- Objetivo de la tarea
En el texto sobre la democratización mexicana, ¿qué caso se presenta como el ejemplo extremo de instituciones capturadas de origen?

El “constitucionalismo salvaje” que ha puesto en marcha la 4T desde septiembre de 2024 ha cancelado las escasas ganancias (muchas de ellas, más bien, simbólicas) que se lograron en el proceso de democratización mexicano en lo que va del siglo XX. La facilidad con que se ha desestructurado ese orden demuestra hasta qué punto fue un proyecto fallido. Como demostró Whitehead en Democratización. Teoría y experiencia (FCE, 2011), la construcción de la democracia es un proceso de largo plazo que empieza por lograr elecciones competitivas, pero que debe avanzar hacia el desarrollo de un Estado funcional, un orden legal efectivo, un mercado no capturado por completo por monopolios u oligopolios y un sistema de justicia operativo y con capacidad de controlar la delincuencia, al menos en sus expresiones más crudas. Para ello se requiere garantizar libertades básicas y permitir el desarrollo de una sociedad civil autónoma.

En México, y en la mayoría de los países democratizados de forma reciente, casi ninguna de estas condiciones acompañó a la democracia electoral. Tuvimos elecciones competitivas sin construcción de instituciones estatales sólidas, que continuaron colonizadas por grupos políticos y de interés como en la época autoritaria. Incluso las nuevas instituciones “autónomas” y algunas colegiadas, que de alguna manera pretendían suplir las deficiencias estructurales del Estado, fueron capturadas de origen, como demuestra el caso extremo de los Sistemas Anticorrupción (federal y estatales).

Lejos de desarrollar un sistema de justicia robusto, los gobiernos de la transición hicieron reformas parciales (juicios orales, policía federal, “fiscalías especializadas”, algunas policías locales financiadas por empresarios) que naufragaron en el mar de intereses anclados en las entrañas institucionales. Peor aún, en un momento histórico en que, por razones de mercado, el crimen organizado vinculado al tráfico de drogas se empoderó a niveles nunca vistos, no hubo instituciones de seguridad que lo combatieran. Por el contrario, los intereses de corto plazo de todos los partidos facilitaron la alianza y tolerancia con los grupos criminales. La fragmentación del poder que debilitó el viejo orden centralizado dejó amplios espacios vacíos donde la delincuencia prosperó y se convirtió en un poder fáctico con el cual los políticos tenían que pactar.

Las fuerzas armadas, el recurso de última instancia de todo Estado, adquirieron un enorme poder pero al mismo tiempo quedaron atrapadas en las redes de la corrupción sistémica: se convirtieron en parte del problema y no en su solución. Y si bien las libertades se ampliaron, el campo de la libertad se limitó a las élites intelectuales y políticas. El mundo sindical continuó controlado por corporaciones mafiosas, y la población rural quedó sometida a diversos órdenes autoritarios locales, violentos. La escasa sociedad civil heroica de los noventa la absorbieron los gobiernos de la transición y sus sectores más lúcidos evolucionaron hacia un modelo de think tanks, separado por naturaleza del activismo civil de base. La democracia mexicana fue muy frágil, muy superficial, muy elitista y, a últimas fechas, capturada por una oligarquía política mediocre y oportunista.

- Material extraído
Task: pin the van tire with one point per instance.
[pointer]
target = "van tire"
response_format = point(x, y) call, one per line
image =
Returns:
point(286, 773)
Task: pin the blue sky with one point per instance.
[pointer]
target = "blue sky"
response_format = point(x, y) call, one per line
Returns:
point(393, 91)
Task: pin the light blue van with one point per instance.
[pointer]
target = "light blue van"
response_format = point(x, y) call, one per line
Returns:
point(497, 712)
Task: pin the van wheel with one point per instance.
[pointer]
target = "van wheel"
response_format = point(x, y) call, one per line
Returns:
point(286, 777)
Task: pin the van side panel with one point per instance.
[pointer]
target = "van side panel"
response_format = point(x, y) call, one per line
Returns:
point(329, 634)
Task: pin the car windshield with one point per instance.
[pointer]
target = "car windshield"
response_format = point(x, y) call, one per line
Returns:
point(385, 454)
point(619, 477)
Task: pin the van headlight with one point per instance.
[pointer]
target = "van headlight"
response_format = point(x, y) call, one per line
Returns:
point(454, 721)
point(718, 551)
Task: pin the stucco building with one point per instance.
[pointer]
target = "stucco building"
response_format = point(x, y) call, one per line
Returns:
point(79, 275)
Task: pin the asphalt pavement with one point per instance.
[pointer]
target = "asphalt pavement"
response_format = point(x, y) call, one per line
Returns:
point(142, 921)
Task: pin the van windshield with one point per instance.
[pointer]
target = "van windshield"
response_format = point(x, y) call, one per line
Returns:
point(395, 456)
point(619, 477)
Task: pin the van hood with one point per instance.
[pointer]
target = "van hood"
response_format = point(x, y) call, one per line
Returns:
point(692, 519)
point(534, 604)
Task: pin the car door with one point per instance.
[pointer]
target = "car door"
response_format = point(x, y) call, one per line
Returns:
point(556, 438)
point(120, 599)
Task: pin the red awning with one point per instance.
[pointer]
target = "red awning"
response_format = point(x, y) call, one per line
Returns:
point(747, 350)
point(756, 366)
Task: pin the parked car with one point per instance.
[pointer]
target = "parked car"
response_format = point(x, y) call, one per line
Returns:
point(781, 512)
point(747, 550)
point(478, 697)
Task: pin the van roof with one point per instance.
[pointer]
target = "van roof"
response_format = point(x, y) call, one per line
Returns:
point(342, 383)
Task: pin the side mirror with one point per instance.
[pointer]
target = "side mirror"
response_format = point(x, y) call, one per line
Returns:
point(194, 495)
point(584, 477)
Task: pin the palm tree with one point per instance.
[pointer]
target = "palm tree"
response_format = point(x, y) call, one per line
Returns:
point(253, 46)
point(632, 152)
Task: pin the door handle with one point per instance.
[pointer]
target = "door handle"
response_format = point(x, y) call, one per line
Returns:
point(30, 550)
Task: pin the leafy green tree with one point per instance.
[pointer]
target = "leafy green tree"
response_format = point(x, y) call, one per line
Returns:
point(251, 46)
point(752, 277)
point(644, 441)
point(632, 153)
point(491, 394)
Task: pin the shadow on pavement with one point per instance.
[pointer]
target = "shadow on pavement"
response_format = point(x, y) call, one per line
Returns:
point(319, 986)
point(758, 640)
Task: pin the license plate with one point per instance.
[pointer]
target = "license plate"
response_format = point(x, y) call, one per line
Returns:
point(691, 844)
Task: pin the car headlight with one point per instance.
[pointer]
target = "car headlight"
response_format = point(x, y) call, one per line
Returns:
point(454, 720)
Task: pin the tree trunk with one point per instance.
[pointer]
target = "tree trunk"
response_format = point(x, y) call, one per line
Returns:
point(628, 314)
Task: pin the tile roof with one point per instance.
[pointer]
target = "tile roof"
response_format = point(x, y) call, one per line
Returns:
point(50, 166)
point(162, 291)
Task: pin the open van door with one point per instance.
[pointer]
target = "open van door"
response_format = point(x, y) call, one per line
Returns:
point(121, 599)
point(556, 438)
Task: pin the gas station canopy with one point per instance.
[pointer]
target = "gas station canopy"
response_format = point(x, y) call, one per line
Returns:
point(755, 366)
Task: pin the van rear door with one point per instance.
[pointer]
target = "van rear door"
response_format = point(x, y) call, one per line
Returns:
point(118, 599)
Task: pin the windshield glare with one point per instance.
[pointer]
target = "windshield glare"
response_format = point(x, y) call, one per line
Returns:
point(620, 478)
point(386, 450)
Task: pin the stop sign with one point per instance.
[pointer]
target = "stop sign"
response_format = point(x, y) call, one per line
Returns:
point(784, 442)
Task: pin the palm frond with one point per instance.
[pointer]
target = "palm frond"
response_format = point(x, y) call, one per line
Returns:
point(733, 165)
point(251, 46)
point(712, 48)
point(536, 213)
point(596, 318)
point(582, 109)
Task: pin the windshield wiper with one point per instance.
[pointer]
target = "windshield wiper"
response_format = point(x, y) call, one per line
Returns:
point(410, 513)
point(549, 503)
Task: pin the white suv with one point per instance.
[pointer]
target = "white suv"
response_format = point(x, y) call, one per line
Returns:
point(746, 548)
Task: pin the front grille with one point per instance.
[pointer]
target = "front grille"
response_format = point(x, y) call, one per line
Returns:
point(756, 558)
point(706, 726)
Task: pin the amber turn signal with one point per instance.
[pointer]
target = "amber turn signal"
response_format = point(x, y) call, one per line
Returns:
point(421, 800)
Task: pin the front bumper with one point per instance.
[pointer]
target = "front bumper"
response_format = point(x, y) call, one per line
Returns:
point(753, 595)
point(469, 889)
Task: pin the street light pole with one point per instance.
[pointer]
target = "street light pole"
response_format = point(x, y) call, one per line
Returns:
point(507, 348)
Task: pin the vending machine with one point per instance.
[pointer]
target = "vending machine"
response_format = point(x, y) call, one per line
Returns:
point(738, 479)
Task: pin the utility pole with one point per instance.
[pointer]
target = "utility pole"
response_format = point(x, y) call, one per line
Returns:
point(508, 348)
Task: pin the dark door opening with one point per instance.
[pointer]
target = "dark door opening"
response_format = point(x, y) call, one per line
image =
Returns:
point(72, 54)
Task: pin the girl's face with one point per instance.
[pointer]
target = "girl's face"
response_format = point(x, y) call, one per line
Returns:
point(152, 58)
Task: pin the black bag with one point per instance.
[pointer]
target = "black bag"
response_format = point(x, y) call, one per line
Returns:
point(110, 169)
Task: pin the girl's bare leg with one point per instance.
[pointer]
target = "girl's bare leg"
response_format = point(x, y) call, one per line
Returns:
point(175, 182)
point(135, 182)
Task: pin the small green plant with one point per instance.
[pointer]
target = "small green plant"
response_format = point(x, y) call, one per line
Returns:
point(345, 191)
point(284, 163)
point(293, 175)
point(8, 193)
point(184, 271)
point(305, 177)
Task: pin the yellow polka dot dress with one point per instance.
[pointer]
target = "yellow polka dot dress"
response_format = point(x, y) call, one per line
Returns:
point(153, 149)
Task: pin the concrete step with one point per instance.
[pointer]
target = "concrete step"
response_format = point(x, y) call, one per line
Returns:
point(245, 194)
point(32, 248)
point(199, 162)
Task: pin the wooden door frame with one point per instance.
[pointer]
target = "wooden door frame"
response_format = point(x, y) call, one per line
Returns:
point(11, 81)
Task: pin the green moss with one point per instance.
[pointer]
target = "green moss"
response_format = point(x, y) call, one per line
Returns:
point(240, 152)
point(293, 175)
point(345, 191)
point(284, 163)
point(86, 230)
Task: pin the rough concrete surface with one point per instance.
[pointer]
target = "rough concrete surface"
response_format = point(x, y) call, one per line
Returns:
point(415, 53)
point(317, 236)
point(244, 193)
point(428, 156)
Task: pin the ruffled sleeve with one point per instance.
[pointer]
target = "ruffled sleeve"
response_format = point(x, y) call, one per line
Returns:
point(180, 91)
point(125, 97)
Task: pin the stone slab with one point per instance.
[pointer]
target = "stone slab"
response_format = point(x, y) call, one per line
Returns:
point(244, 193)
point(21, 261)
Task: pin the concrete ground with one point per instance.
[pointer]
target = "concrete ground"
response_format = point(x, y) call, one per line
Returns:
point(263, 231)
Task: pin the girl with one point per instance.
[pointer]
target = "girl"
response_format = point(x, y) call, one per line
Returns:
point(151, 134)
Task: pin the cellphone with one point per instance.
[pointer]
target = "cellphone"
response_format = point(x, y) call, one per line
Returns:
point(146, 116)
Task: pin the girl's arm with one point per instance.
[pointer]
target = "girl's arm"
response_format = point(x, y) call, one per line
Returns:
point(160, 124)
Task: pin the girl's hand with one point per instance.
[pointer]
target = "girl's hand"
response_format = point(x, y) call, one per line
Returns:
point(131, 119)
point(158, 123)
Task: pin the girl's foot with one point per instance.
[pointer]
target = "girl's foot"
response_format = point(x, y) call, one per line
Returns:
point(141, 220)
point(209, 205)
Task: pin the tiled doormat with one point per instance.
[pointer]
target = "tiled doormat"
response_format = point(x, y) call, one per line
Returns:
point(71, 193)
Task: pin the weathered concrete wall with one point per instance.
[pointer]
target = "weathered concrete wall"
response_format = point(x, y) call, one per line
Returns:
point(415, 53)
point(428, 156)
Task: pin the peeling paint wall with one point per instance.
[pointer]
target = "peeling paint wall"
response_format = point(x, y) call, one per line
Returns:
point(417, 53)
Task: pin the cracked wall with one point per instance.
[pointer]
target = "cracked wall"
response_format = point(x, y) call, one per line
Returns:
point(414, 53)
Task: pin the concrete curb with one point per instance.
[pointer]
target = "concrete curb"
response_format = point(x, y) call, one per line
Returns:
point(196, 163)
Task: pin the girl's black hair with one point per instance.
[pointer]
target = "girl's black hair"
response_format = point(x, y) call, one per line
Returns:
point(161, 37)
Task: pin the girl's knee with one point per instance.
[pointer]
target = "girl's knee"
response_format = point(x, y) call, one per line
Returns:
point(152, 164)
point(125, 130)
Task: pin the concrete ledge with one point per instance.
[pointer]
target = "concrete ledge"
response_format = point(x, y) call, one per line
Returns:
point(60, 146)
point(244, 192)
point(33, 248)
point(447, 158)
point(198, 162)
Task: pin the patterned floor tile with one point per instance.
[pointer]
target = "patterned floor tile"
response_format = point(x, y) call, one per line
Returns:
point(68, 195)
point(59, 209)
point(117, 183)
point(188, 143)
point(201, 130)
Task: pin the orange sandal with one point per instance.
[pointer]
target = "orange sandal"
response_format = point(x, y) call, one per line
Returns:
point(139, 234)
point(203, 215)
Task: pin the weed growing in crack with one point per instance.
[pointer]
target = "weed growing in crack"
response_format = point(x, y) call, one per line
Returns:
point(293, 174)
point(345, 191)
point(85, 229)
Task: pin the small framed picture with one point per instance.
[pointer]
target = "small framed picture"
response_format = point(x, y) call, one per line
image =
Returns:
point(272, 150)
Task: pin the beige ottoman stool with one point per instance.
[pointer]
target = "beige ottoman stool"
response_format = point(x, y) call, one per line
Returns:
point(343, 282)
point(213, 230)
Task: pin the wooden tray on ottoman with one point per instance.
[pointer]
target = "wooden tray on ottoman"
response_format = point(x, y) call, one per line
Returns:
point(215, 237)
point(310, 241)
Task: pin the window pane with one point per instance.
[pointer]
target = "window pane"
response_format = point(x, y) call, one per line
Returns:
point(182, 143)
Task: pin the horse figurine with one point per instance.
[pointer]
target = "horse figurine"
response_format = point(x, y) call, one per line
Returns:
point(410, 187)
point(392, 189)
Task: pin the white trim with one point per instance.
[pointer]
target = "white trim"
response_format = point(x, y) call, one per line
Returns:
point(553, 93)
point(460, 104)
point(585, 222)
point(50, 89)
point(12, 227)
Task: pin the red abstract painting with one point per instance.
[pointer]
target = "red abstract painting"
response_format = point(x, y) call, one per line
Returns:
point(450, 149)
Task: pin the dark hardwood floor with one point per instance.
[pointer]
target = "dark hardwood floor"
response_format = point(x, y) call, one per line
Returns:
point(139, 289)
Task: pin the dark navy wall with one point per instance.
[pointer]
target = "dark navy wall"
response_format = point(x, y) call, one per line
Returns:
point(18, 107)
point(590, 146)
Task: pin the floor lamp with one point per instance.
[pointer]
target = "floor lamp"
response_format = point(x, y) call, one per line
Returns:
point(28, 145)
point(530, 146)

- Respuesta
Los Sistemas Anticorrupción, tanto el federal como los estatales.